__WHAT THE TASK REQUIRES__:
Lines below starting with the line with "[point] mossy log" and going on through the line with "[point] white barrier" must be output exactly; the rest of the records must be left out.

__DATA__:
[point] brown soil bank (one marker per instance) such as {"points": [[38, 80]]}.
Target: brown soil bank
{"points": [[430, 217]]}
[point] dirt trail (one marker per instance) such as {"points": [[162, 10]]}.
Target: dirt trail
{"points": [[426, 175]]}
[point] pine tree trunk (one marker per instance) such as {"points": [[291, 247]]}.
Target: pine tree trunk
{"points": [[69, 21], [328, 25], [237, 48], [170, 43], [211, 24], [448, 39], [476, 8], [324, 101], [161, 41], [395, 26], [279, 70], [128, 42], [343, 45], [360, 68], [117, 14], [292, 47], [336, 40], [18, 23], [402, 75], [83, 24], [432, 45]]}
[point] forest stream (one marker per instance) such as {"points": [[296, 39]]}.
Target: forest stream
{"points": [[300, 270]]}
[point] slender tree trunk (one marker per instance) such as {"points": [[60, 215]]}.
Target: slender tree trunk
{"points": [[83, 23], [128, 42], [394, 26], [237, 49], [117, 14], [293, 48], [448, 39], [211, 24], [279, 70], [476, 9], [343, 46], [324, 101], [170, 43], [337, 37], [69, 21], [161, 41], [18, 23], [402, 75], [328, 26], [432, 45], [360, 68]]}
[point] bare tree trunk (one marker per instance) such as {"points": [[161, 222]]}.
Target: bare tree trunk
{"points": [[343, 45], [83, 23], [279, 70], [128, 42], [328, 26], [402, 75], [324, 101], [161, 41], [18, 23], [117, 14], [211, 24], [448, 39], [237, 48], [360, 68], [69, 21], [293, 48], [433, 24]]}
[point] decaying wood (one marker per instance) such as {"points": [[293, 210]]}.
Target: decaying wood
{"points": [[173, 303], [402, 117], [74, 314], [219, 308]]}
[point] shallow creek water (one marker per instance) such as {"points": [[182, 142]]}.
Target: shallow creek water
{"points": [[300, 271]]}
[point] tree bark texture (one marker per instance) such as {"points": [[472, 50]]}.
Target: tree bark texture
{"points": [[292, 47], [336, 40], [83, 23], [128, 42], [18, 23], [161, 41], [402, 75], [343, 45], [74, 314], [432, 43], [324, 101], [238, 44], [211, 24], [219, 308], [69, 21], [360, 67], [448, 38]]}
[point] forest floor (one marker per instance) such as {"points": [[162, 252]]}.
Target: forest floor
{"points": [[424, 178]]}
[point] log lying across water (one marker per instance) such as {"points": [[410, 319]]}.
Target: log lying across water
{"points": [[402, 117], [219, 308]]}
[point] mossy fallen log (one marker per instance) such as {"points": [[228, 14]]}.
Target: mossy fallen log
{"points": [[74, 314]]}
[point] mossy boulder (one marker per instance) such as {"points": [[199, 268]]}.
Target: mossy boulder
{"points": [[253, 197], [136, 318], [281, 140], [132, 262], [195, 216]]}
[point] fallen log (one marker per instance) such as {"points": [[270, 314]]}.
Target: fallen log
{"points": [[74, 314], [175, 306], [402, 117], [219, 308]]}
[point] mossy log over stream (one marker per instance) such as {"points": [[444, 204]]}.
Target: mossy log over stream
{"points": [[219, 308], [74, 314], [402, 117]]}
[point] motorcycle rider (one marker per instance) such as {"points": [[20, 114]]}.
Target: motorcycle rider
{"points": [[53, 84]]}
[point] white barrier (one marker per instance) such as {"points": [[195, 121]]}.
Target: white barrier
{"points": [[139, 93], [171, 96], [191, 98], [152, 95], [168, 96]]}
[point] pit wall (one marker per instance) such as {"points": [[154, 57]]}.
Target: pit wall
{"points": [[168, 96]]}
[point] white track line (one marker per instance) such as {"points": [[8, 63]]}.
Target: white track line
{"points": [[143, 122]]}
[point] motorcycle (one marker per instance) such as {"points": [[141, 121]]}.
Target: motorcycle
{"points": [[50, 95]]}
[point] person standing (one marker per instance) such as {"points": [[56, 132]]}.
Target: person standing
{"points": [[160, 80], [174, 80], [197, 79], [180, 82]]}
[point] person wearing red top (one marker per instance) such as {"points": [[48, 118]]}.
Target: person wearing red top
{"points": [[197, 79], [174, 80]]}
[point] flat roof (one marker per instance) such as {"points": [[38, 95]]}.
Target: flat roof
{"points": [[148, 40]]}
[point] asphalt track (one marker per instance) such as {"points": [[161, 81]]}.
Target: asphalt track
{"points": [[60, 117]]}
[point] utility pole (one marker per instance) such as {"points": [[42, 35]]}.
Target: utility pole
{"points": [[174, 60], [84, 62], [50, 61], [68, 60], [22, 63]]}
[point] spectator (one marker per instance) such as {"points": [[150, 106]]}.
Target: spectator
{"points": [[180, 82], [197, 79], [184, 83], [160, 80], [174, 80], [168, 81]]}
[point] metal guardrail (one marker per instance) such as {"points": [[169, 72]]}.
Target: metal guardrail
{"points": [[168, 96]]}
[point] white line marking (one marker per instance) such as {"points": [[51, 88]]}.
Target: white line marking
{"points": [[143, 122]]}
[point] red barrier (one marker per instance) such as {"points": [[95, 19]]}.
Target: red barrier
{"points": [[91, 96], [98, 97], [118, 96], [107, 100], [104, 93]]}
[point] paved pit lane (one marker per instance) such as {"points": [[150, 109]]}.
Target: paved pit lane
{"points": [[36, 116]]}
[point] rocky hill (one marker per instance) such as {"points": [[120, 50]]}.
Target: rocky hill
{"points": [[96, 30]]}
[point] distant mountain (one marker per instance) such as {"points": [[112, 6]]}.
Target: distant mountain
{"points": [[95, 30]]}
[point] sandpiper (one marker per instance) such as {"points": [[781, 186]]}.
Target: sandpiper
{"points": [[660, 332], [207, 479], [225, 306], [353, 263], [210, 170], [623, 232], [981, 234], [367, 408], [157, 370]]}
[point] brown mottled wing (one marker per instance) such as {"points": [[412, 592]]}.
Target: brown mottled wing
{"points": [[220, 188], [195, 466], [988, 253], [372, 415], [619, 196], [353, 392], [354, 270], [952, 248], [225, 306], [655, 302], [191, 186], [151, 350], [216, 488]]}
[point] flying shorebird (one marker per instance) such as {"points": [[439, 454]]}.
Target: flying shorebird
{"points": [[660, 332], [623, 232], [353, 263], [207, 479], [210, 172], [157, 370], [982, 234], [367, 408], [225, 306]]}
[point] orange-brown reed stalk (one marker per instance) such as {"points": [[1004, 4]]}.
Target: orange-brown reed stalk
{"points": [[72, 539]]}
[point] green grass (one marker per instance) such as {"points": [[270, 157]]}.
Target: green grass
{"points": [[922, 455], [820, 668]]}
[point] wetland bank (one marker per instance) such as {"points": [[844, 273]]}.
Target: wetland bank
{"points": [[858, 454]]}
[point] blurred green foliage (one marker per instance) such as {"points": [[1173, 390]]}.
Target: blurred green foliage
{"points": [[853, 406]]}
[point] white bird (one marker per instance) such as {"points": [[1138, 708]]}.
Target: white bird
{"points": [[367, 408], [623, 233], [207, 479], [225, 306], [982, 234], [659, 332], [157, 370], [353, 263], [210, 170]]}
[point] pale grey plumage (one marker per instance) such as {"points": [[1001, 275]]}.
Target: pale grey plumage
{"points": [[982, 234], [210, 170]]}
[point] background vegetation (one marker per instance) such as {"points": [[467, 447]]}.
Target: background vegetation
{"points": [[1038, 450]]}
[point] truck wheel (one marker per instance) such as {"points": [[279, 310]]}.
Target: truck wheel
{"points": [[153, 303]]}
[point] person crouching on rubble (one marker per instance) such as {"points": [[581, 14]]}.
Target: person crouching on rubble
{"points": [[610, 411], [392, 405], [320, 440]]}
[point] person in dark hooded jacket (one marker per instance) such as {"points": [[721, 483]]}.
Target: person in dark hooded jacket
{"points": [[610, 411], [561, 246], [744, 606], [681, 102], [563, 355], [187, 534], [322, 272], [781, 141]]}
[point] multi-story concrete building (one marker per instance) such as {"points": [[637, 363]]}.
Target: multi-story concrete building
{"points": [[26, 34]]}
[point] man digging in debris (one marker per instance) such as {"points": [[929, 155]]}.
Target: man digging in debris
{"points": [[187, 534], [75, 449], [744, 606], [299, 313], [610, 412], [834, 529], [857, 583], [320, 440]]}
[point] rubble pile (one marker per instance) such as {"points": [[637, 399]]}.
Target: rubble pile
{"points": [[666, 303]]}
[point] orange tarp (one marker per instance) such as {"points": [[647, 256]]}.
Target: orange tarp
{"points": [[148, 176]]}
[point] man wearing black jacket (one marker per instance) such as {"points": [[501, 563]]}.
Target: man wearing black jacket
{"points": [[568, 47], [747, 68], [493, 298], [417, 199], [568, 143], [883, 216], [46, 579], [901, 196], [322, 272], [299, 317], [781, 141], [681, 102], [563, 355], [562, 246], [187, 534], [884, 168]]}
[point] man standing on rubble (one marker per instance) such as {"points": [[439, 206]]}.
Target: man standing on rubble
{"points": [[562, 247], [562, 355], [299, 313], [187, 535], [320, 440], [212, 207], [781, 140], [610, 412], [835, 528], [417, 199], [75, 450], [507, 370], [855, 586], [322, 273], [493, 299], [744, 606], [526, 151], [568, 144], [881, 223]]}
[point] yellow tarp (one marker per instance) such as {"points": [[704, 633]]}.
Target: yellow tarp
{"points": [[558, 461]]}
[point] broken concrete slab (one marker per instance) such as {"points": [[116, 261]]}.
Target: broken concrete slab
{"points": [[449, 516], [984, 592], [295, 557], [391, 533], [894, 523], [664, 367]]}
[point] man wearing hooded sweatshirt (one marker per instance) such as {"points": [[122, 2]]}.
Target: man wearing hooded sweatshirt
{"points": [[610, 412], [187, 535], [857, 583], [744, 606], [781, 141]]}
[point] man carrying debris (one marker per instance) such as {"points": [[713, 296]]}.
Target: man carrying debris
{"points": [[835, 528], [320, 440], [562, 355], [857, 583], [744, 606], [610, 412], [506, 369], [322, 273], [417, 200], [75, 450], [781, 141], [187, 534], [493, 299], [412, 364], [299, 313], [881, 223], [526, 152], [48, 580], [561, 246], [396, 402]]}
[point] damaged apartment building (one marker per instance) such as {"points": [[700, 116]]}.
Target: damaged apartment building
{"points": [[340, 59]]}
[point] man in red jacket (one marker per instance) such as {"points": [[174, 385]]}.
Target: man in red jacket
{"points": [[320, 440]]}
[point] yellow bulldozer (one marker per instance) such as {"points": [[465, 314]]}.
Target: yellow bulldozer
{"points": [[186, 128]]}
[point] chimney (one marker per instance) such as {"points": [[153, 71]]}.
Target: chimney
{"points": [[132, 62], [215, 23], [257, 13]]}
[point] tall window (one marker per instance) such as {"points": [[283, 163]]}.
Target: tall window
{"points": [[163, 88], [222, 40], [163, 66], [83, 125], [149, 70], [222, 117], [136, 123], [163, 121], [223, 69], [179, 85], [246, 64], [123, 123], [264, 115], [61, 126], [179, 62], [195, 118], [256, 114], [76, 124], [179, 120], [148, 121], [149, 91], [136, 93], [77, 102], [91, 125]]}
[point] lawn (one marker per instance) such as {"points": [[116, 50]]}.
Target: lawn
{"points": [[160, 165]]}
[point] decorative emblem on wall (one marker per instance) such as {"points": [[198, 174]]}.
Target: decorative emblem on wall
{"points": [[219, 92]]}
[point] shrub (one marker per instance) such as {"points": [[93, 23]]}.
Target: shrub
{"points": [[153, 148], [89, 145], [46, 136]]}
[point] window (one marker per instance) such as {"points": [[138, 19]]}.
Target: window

__COMPLETED EXERCISE__:
[point] mossy log over stream (one marker per instance) such as {"points": [[444, 204]]}.
Target: mossy log over stream
{"points": [[219, 308], [74, 314], [402, 117]]}
[point] motorcycle rider (one marker per instance) such as {"points": [[20, 114]]}.
Target: motorcycle rider
{"points": [[53, 84]]}
[point] white barrier (one marker per instance) such as {"points": [[195, 121]]}.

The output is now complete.